▸ Source document:
+ + + +
The concert will also include Part II of Frederic Rzweski’s minimalist masterpiece, Attica (1972), composed in the wake of the 1971 upstate New York prison rebellion and scored for narrator and open ensemble, as well as selected movements from Olivier Messiaen’s Quartet for the End of Time (1941), composed and first performed in the prisoner-of-war camp of Görlitz, Germany. In addition, the concert will feature two former inmates Charles Grosso and Alberto Duque, narrating their stories live with music improvisation.
 
ABOUT THE ARTISTS:
 
Ensemble Pi, a socially conscious new-music group founded in 2002, features composers whose work seeks to open a dialogue between ideas and music on some of the world’s current and critical issues. For twenty years, Ensemble Pi has presented an annual Peace Project concert, commissioning new works and collaborating with visual artists, writers, actors and journalists such as William Kentridge, Naomi Wolf and David Riker. The ensemble was in residence for four American music festivals presented by the American Composers Alliance and now collaborates with the APNM. Symphony Space presented Ensemble Pi in birthday celebrations for composers Gunther Schuller and Krzysztof Penderecki. A multi-year collaboration with composer Elias Tanenbaum resulted in a CD of his chamber music, Keep Going, released by Parma Recordings in 2010 and reviewed by Gramophone as “a touching tribute to Elias Tanenbaum that is played with conviction and verve.” It was followed by a second CD of the music Laura Kaminsky, “played with warmth and variety” (American Record Guide). Ensemble Pi is currently working on its third CD. www.ensemble-pi.org
 
Growing up in Jamaica, Queens, AJ was exposed to the East Coast greats and was surrounded by gospel music sung by his family. After years of jokingly freestyling with his father and his friends, AJ stepped into his passion during his high school years. As a vocal major, he began to experience vocal issues that made him self-conscious because he didn’t see himself suitable for what was taught (opera, musical theater, jazz and classical music). It was during this time that AJ decided he would tell stories painting his own perspective though a personal use of lyricism. In NYC, there is a large dichotomy of the have and have nots, and AJ found himself in-between the lines in most situations. Still pursuing his passion for music, he went to college in D.C., where he began to gain the confidence and traction to continue on this journey. He approaches every track from an acute understanding that with every song he wants to make you feel emotions. Delivering his songs through witty metaphors, detailed narration, and memorable melodies, AJ knows he has a message that the People need to hear.
+ + + +
▸ The task: Say whether each statement agrees with the concert text, answering yes or no and quoting the words that decide it: (a) Messiaen's Quartet for the End of Time was first performed in a prisoner-of-war camp; (b) Ensemble Pi has already released three CDs; (c) AJ went to college in New York City. The listing is separate material, unrelated to the concert text.
+ + + +
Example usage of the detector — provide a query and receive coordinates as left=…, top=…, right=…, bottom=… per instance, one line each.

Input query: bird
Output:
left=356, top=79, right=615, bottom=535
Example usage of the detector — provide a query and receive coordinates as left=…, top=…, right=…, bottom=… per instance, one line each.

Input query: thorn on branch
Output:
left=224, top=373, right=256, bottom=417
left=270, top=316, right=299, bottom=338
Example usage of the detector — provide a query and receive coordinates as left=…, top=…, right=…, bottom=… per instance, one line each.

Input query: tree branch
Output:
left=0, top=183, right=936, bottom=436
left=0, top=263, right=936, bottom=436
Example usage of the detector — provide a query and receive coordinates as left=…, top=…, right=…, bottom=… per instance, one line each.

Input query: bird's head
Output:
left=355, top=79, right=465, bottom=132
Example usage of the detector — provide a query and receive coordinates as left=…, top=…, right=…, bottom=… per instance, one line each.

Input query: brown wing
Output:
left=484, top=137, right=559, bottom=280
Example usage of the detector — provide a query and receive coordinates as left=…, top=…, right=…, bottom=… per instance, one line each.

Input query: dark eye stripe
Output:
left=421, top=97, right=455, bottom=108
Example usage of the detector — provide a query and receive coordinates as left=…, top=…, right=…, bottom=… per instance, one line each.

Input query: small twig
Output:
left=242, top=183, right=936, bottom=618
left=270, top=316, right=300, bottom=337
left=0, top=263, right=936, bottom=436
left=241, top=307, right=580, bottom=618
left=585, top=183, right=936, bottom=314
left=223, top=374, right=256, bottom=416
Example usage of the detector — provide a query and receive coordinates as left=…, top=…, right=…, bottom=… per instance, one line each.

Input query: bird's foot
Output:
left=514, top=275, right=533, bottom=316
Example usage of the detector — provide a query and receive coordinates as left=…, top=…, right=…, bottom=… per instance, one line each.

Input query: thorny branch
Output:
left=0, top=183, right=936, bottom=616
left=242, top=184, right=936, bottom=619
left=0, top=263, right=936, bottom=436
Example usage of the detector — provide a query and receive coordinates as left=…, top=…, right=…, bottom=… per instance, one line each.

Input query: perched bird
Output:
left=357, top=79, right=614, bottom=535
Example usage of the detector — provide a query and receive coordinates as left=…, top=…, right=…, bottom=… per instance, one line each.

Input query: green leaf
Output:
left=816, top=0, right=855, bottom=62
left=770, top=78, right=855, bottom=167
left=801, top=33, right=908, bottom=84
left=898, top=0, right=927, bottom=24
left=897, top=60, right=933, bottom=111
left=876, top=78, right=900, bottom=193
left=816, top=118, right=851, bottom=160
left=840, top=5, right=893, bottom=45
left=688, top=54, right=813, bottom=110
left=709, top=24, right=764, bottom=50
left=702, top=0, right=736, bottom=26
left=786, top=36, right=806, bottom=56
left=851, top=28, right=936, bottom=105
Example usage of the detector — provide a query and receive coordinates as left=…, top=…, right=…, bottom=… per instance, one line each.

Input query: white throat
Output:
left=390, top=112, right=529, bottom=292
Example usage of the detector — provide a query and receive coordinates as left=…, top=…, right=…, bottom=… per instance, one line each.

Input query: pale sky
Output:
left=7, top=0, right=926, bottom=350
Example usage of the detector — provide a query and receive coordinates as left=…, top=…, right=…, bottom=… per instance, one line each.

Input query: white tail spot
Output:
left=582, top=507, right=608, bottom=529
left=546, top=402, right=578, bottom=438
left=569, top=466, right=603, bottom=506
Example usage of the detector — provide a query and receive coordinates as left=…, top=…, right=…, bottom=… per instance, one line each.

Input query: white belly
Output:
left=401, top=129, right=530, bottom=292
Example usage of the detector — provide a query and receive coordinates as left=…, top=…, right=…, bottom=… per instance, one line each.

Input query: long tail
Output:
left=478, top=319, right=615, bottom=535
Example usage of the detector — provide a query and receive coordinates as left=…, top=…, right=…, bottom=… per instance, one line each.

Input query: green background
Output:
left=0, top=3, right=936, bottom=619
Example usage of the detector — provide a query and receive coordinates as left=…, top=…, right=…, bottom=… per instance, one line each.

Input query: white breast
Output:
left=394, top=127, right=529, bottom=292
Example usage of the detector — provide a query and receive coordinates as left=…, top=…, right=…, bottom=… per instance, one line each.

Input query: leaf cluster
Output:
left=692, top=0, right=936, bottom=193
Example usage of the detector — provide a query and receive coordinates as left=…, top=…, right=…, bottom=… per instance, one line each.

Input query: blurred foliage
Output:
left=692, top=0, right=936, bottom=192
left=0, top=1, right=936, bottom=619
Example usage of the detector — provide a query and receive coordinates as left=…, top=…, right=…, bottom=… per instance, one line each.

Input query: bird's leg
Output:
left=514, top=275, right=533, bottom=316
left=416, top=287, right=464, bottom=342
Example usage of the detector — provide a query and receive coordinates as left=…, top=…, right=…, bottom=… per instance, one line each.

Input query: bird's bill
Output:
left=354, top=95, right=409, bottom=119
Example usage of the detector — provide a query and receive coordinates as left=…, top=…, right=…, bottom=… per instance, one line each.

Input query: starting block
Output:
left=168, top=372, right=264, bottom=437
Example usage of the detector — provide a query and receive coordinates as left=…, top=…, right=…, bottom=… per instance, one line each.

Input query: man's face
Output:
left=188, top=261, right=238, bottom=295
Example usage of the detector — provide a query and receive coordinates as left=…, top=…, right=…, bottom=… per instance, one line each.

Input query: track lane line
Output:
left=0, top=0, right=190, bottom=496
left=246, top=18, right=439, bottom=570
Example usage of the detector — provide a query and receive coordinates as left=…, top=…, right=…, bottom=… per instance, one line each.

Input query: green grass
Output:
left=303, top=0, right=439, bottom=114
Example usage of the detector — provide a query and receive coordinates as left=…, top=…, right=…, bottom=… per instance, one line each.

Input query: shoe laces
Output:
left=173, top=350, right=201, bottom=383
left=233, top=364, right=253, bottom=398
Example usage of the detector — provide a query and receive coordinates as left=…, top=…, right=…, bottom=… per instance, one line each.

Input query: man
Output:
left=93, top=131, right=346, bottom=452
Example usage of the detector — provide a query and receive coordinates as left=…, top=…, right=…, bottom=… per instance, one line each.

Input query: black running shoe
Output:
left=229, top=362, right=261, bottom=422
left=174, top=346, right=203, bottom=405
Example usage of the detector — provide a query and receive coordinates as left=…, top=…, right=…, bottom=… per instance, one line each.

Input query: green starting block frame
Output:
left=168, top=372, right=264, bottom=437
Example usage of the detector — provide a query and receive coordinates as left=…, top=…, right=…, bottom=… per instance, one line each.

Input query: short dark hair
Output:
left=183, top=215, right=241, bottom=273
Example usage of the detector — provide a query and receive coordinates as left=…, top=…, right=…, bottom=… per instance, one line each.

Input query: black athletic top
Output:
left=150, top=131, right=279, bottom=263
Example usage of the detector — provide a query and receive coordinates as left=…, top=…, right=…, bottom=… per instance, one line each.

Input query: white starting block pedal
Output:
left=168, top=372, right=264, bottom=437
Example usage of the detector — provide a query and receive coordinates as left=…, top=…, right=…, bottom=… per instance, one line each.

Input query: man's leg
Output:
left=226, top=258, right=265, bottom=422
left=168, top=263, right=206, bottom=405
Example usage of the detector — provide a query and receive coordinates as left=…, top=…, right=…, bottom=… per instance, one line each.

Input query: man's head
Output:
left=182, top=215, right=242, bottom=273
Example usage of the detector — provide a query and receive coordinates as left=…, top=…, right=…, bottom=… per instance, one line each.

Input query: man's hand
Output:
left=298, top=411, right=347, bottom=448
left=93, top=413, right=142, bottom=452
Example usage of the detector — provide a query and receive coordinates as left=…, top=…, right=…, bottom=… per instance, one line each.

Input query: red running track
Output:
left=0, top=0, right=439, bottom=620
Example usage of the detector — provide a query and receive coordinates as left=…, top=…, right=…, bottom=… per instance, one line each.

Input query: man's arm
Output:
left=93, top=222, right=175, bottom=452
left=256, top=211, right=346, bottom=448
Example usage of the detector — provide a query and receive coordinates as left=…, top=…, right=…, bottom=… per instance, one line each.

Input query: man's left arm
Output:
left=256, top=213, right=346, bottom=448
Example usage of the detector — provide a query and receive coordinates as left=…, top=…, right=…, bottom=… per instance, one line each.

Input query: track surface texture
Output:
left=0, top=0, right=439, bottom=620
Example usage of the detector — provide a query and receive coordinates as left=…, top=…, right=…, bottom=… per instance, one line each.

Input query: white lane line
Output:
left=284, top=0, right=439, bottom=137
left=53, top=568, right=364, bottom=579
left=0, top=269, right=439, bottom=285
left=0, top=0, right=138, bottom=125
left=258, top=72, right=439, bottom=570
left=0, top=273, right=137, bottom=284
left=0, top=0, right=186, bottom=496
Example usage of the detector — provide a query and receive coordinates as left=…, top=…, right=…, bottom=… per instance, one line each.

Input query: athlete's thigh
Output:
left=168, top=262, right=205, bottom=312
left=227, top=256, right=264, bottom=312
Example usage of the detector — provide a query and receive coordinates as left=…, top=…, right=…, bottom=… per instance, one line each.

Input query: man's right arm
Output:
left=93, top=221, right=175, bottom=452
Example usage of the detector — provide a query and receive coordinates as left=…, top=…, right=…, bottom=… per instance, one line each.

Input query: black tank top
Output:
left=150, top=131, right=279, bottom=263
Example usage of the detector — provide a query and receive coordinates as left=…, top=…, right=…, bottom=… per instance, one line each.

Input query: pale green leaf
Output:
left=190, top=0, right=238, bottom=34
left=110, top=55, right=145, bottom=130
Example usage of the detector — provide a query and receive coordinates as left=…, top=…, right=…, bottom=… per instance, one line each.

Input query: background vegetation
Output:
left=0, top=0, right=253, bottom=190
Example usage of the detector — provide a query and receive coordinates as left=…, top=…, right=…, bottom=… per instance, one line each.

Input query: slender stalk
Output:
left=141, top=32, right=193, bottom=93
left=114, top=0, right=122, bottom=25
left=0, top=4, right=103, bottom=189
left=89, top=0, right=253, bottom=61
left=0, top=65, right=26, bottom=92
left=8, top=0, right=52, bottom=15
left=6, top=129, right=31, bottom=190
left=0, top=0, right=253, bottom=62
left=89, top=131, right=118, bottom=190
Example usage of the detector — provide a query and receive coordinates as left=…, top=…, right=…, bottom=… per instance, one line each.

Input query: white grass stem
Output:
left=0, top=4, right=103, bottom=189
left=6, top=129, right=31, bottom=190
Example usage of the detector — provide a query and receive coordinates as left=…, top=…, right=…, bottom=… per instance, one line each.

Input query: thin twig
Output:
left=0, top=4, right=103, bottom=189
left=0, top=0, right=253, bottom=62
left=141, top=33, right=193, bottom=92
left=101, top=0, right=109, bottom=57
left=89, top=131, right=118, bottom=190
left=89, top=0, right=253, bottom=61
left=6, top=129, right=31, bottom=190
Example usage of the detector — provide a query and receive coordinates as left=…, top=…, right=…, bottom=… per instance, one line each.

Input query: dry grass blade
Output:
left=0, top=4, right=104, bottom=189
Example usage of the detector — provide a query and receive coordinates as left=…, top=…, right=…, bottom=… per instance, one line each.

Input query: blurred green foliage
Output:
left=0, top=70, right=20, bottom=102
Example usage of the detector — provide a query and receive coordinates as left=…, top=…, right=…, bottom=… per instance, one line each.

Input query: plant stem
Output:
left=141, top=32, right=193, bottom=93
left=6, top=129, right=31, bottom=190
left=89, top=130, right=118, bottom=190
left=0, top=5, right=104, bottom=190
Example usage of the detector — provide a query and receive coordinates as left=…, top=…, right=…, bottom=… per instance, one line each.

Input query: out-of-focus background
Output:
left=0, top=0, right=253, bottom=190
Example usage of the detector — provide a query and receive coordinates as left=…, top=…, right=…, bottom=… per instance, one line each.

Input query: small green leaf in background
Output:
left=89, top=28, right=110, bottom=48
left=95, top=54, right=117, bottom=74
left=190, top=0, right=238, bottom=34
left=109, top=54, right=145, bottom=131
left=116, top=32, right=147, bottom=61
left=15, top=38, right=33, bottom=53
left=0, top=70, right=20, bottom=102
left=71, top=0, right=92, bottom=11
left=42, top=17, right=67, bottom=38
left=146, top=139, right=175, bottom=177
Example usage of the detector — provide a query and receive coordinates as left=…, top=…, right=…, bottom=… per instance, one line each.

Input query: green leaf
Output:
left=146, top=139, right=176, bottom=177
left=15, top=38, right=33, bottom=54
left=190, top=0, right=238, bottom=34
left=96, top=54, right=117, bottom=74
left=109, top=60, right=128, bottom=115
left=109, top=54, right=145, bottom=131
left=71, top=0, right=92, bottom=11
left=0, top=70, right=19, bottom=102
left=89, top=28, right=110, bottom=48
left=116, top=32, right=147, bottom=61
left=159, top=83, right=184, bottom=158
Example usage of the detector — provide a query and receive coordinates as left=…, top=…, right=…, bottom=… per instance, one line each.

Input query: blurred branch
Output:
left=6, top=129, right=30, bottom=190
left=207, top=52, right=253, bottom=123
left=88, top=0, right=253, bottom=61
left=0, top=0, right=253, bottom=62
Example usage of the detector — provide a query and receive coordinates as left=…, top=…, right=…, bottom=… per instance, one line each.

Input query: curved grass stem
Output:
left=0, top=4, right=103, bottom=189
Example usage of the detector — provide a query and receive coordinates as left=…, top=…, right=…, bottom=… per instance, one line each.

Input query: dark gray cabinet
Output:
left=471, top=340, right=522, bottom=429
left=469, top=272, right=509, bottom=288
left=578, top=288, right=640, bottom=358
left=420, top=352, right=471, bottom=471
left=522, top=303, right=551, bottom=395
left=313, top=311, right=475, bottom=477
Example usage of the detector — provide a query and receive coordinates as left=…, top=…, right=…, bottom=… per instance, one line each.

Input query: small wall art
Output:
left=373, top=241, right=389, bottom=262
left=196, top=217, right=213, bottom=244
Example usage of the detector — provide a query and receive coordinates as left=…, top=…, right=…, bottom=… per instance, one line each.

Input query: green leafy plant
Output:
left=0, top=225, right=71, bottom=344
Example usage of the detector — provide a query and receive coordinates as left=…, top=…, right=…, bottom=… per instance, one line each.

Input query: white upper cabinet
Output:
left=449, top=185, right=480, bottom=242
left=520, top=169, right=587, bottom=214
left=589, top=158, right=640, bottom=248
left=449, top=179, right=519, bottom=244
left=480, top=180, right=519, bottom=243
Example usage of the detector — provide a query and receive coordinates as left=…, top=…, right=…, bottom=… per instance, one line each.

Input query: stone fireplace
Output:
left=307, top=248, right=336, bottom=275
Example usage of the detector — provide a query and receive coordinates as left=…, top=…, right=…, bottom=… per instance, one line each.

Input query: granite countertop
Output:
+ + + +
▸ Written answer:
(a) Yes: "composed and first performed in the prisoner-of-war camp of Görlitz, Germany."
(b) No: "Ensemble Pi is currently working on its third CD."
(c) No: "he went to college in D.C."